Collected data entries
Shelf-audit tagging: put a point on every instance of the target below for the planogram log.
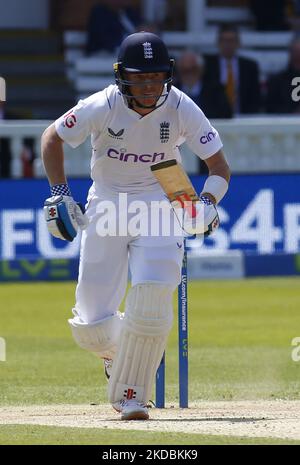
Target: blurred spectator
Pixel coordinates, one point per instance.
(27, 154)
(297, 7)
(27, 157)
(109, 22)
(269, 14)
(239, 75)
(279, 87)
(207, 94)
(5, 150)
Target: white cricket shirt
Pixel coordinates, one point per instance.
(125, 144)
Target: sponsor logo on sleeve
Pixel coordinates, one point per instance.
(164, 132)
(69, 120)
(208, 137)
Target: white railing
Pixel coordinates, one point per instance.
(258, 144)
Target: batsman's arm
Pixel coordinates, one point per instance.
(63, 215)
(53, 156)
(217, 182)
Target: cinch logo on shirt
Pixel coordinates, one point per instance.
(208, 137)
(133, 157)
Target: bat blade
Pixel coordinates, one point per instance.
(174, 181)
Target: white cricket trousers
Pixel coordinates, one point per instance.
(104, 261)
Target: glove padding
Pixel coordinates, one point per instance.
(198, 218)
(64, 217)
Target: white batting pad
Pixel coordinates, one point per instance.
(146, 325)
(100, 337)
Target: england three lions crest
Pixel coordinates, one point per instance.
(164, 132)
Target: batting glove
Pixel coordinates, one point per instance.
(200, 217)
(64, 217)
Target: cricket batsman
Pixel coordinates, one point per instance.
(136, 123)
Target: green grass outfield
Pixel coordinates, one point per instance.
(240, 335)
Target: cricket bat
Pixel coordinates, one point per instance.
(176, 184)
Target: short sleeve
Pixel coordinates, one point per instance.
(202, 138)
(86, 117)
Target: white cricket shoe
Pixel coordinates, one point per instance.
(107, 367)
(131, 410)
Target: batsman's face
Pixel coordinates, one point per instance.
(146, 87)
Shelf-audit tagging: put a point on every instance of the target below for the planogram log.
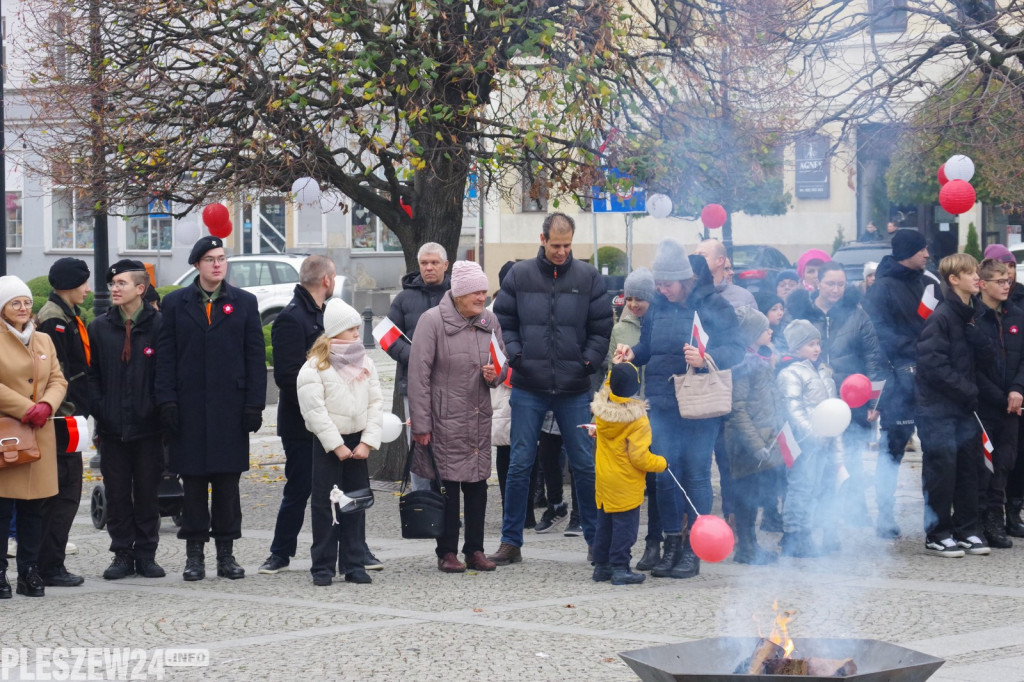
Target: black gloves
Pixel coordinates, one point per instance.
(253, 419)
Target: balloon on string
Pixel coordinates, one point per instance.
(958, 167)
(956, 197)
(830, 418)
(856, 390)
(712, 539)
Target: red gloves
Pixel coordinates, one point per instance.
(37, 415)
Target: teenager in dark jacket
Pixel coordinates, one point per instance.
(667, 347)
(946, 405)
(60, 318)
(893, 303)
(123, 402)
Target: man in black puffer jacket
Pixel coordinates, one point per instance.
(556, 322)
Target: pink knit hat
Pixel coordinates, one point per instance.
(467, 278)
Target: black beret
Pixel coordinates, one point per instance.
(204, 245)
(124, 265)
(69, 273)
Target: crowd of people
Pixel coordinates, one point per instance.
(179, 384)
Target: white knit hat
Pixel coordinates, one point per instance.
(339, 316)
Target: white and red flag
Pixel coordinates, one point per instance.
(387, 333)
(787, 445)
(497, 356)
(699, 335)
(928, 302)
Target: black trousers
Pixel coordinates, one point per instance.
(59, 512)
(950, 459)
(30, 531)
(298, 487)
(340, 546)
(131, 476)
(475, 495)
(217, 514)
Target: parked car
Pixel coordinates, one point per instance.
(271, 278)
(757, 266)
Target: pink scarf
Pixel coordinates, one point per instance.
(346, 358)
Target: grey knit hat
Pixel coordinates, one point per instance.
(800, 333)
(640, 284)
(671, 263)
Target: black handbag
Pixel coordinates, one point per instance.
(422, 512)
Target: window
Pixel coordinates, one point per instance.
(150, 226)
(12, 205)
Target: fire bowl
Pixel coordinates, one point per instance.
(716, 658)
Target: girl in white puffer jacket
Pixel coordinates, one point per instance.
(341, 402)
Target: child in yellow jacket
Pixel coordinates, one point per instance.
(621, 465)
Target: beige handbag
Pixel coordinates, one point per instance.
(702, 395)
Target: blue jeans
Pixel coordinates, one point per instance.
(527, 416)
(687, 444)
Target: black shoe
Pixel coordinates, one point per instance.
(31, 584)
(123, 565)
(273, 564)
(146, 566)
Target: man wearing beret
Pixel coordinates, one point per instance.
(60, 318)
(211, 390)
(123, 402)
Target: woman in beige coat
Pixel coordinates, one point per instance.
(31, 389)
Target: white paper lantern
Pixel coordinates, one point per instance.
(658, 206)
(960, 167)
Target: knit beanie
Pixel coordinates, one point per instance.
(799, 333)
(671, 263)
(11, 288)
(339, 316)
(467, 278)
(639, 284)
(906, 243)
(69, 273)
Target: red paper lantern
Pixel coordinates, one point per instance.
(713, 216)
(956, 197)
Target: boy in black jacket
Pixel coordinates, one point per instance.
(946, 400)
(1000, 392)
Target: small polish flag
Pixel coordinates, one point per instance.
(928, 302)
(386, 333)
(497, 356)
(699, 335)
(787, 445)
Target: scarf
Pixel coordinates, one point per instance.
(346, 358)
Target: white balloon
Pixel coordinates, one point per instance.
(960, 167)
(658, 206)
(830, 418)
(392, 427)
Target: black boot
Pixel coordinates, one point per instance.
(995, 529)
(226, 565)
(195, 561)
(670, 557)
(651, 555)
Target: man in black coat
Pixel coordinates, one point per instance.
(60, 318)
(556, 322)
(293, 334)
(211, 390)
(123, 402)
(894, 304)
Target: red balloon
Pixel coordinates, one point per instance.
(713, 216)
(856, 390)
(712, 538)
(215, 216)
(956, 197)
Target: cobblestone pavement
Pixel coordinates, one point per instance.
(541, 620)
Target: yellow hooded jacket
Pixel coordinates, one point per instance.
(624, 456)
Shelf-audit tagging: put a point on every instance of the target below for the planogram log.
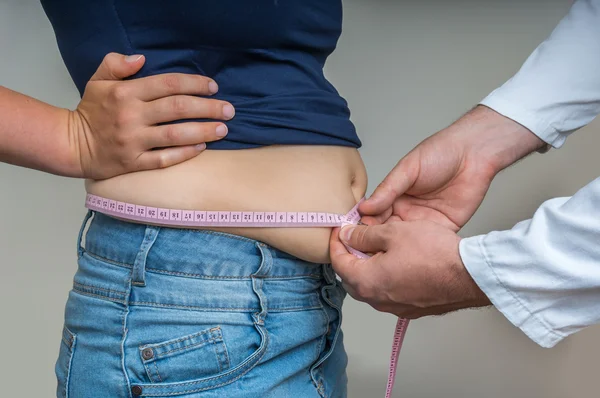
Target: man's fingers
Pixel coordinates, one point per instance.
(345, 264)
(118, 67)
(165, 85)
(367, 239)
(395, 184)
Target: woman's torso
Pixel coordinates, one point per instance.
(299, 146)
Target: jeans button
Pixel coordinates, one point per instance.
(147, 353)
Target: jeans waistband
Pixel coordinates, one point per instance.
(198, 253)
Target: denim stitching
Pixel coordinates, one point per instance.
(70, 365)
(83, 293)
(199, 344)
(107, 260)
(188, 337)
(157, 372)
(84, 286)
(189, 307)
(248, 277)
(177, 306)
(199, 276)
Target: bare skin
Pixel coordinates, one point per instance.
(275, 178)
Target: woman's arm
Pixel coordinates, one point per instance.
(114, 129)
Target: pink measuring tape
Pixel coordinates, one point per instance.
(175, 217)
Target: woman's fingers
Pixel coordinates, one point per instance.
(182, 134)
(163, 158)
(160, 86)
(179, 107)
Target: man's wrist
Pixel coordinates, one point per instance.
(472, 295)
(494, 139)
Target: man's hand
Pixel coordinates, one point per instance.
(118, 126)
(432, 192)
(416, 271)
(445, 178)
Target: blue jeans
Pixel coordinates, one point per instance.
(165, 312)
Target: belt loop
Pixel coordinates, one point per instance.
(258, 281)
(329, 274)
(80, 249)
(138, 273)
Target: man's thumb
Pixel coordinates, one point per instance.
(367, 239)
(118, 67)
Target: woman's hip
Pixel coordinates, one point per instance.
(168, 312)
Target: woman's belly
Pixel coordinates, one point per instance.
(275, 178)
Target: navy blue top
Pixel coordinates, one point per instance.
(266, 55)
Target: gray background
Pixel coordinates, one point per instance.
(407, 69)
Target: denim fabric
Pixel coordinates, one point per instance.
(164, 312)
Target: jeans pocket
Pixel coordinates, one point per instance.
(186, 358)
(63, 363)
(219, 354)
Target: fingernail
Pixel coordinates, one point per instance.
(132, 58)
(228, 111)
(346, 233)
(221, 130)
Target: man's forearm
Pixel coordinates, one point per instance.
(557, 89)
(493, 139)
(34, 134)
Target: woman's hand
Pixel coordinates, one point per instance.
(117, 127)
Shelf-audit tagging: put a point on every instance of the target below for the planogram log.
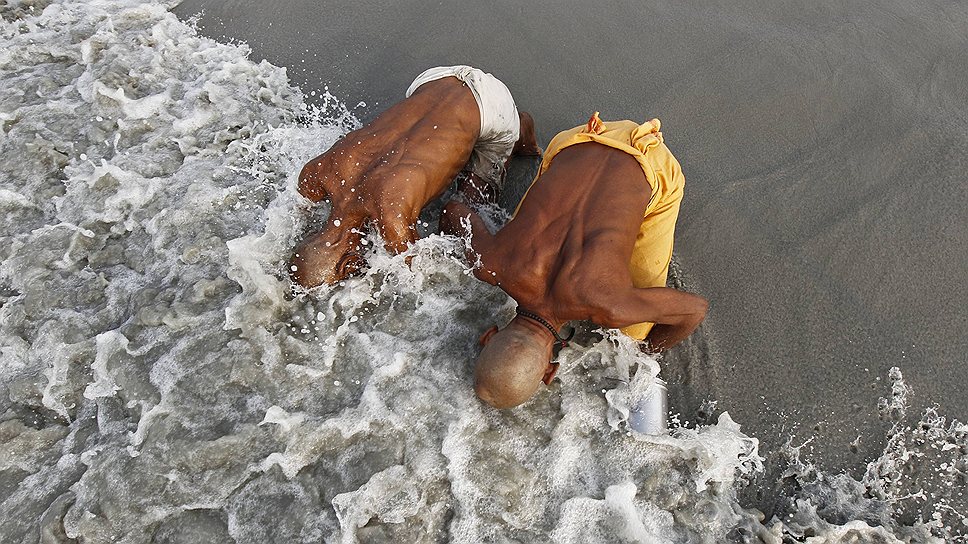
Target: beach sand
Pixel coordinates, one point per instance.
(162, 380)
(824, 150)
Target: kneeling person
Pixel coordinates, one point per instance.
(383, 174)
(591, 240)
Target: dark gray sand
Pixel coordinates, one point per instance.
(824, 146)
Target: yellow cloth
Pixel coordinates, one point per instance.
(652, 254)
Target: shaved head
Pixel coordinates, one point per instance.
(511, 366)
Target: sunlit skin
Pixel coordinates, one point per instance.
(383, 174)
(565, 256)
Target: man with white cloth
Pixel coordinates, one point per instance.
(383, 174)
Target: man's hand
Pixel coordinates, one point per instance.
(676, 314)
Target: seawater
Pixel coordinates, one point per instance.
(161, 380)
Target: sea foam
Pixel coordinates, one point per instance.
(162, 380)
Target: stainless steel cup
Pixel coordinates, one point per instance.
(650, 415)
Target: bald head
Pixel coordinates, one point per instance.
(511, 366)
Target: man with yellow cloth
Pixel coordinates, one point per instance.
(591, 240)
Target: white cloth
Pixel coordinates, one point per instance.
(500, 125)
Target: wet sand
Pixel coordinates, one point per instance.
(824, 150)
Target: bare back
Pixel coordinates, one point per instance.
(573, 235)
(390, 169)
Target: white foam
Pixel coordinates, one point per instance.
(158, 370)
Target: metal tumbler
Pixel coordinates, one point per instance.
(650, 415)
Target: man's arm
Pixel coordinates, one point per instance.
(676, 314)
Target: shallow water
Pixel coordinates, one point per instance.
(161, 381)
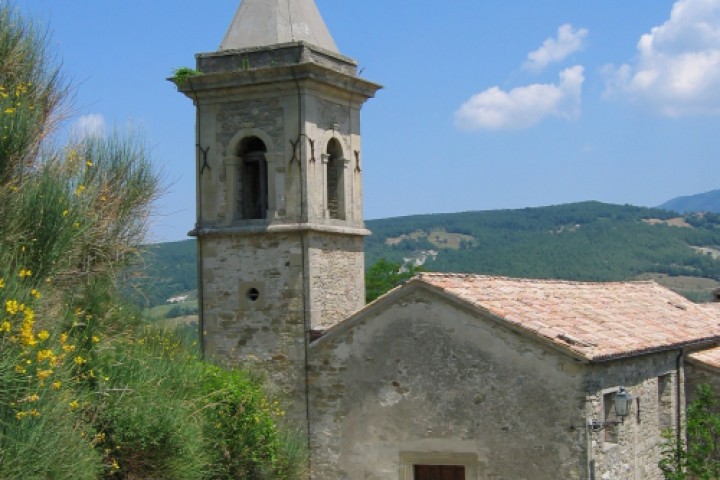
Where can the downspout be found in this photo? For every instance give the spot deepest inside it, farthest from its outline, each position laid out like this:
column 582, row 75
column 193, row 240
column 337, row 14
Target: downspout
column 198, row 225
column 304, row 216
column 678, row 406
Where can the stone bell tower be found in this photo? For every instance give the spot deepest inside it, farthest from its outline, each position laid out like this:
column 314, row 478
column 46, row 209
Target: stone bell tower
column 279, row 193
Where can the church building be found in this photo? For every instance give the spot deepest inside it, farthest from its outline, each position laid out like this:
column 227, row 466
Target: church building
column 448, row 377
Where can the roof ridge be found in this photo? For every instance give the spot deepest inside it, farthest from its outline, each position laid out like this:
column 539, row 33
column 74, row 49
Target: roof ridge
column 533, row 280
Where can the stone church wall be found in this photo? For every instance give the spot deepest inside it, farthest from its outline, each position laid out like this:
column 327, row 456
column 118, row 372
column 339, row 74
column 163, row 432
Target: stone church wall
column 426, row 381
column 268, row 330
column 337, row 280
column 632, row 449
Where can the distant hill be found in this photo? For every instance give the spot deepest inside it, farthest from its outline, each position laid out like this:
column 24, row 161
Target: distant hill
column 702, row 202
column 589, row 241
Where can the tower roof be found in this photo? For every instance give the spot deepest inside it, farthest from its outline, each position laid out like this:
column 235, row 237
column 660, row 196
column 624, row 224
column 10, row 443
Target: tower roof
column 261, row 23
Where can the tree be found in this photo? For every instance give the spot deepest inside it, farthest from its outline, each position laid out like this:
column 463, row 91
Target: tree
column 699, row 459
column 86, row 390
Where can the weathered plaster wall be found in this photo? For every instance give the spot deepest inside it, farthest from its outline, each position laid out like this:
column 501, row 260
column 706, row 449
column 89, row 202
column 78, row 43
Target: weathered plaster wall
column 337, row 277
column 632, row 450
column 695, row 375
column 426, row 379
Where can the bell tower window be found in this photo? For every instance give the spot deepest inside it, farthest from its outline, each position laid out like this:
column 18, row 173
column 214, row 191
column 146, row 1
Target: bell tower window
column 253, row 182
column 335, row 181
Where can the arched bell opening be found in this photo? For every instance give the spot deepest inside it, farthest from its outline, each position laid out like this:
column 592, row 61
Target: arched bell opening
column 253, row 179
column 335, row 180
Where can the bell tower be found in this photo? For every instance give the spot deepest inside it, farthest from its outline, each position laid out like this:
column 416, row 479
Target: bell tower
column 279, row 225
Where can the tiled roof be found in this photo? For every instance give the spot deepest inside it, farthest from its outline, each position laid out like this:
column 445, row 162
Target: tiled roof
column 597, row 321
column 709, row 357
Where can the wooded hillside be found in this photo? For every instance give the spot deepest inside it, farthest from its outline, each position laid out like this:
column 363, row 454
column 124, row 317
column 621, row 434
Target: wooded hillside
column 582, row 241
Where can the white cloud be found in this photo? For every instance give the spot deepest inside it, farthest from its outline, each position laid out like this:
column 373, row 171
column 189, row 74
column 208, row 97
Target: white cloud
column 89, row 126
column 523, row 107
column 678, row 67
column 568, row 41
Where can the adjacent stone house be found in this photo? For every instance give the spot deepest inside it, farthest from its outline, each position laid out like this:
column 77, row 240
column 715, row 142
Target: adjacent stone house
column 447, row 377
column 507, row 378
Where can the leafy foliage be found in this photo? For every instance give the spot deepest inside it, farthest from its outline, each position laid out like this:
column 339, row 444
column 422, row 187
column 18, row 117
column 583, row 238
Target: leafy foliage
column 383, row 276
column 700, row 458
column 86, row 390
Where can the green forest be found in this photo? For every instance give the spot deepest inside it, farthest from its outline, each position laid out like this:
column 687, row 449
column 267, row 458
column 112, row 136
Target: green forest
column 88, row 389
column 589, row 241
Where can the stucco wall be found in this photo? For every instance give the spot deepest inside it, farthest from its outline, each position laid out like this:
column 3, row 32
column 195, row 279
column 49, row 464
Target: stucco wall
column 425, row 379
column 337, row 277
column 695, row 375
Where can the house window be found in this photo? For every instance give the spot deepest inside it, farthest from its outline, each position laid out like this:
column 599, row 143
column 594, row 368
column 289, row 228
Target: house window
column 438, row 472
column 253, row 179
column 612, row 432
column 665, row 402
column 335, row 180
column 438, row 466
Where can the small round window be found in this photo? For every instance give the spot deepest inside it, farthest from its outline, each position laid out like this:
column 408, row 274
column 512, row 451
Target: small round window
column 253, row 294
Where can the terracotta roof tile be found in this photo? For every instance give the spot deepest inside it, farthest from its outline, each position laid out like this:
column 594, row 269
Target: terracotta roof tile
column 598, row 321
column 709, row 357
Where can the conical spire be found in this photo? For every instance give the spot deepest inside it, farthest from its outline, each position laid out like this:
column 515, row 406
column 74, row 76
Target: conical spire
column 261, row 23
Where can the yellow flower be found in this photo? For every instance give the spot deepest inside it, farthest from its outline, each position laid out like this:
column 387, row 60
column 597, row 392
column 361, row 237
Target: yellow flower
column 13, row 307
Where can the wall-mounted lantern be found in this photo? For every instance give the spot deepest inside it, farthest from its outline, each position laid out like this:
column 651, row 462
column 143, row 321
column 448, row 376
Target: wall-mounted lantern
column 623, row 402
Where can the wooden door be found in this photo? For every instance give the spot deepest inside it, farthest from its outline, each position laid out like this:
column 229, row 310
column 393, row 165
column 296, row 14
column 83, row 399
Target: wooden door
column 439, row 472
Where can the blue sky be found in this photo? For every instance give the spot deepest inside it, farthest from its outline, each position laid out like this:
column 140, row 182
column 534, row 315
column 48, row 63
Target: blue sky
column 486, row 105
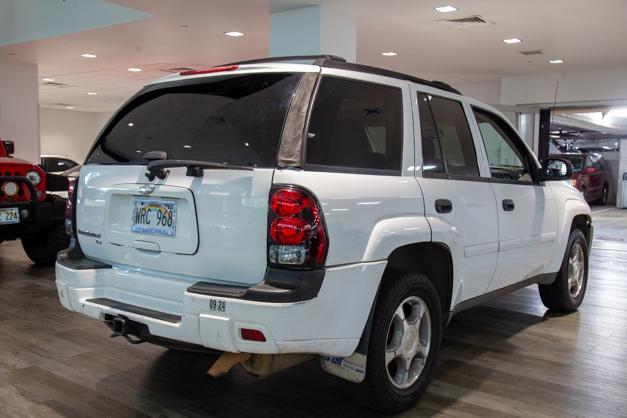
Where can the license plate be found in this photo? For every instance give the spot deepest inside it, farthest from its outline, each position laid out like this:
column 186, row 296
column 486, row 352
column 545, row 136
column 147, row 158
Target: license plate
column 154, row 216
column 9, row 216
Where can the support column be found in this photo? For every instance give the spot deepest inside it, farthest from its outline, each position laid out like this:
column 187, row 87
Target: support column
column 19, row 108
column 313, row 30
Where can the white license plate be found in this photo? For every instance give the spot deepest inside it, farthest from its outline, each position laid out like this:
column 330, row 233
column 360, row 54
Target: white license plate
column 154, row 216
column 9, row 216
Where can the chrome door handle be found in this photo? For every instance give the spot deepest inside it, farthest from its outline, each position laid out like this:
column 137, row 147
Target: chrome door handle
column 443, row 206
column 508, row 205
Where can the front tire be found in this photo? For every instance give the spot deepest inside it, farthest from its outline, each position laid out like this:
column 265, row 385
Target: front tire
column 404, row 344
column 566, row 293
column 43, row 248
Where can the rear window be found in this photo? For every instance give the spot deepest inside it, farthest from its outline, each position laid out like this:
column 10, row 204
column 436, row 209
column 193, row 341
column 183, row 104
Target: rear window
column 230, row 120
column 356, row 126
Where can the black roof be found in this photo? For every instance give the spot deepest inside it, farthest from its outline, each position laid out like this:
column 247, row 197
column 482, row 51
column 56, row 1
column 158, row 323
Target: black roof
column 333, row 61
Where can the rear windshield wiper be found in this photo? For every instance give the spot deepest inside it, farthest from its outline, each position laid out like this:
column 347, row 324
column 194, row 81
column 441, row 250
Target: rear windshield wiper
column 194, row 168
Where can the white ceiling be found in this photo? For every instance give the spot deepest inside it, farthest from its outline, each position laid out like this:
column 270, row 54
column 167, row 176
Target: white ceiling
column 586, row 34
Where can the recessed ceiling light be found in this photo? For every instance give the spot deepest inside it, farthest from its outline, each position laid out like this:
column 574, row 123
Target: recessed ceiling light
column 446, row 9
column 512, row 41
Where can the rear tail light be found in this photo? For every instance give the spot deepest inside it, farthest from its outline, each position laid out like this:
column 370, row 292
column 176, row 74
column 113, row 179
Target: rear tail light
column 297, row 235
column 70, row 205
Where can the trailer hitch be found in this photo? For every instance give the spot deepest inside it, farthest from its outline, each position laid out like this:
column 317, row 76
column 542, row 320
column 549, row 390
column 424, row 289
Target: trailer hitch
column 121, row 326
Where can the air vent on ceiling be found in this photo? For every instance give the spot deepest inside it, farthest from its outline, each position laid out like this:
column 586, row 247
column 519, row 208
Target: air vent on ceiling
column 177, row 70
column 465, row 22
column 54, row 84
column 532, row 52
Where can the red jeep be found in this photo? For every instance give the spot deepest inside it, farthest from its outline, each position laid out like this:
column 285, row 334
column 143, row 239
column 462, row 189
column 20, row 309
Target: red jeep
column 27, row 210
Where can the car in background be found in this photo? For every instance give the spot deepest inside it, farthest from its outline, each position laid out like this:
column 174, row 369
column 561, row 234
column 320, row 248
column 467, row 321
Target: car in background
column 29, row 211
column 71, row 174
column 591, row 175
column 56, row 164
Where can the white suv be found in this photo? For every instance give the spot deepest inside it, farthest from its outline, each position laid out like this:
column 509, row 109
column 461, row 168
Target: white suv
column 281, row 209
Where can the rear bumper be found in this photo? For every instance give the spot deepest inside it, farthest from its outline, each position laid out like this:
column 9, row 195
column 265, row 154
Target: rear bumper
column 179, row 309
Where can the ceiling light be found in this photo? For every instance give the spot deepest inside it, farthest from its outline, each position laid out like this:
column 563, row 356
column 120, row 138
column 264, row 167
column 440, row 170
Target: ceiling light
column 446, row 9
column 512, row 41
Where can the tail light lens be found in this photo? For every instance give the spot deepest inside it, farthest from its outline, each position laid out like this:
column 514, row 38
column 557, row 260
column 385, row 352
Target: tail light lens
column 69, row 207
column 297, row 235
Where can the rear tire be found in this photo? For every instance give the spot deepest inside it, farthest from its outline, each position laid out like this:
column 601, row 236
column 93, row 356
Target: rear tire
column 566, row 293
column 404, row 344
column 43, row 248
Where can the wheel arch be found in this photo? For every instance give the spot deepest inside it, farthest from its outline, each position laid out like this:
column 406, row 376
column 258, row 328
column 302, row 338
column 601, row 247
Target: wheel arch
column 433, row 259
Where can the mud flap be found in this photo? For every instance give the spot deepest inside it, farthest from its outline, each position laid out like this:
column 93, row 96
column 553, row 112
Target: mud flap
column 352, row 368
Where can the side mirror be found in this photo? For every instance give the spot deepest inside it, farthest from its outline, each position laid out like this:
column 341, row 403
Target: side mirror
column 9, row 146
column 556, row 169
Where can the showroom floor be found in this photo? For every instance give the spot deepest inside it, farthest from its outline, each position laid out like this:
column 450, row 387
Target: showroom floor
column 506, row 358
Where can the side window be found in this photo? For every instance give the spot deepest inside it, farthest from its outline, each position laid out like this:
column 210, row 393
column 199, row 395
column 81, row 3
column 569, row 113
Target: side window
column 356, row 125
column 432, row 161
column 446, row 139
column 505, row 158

- [Problem to solve]: Begin with the line containing "Where can the rear tire" and repeat each line exactly until the records above end.

- [Output of the exercise]:
Where can the rear tire be found in this photo? For every instance give the spot deepest inside it, farthest from its outline, each position laid out like this:
column 601, row 236
column 93, row 356
Target: rear tire
column 566, row 293
column 404, row 344
column 43, row 248
Where can the wheel arch be found in this photo? For every instance give the spot deepest inside it, farthest from its outline, each position laid out like this:
column 406, row 376
column 258, row 328
column 302, row 338
column 601, row 247
Target: wheel arch
column 433, row 259
Where can the mud flap be found in this photo? For every instance give the spot deepest inside it, farthest from its outline, each position laid out like this:
column 93, row 96
column 553, row 112
Target: mud flap
column 352, row 368
Where can the side mirror be found in this photo? For every instance give the spot deepest inside it, farthest from its outline, each position laid out like this:
column 341, row 403
Target: side mirror
column 9, row 146
column 556, row 169
Where can the showroom floor be found in this photo? For every instance give the spot deepest inside it, farthest from its outline, each position laid out like this:
column 450, row 387
Target: showroom floor
column 506, row 358
Where can the side window be found in this photo? For every instance give the spot deepest inside it, farthest from its outline, each position laid out like this:
column 210, row 393
column 199, row 395
column 81, row 3
column 569, row 113
Target: side window
column 356, row 125
column 432, row 161
column 446, row 139
column 505, row 158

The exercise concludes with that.